▸ **Exercise**
Write out all of the records, keeping each one exactly as written.

[Point-per-instance localization data]
+++
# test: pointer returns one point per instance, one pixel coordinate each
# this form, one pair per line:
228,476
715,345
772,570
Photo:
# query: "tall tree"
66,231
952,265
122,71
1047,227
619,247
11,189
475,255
+++
▸ **Answer**
# test: pointer returns one point per instance, one pixel coordinate each
# this form, one pair per line:
228,476
715,345
772,570
Photo:
# query: "tall tree"
66,231
952,265
122,71
1047,227
619,247
11,189
475,255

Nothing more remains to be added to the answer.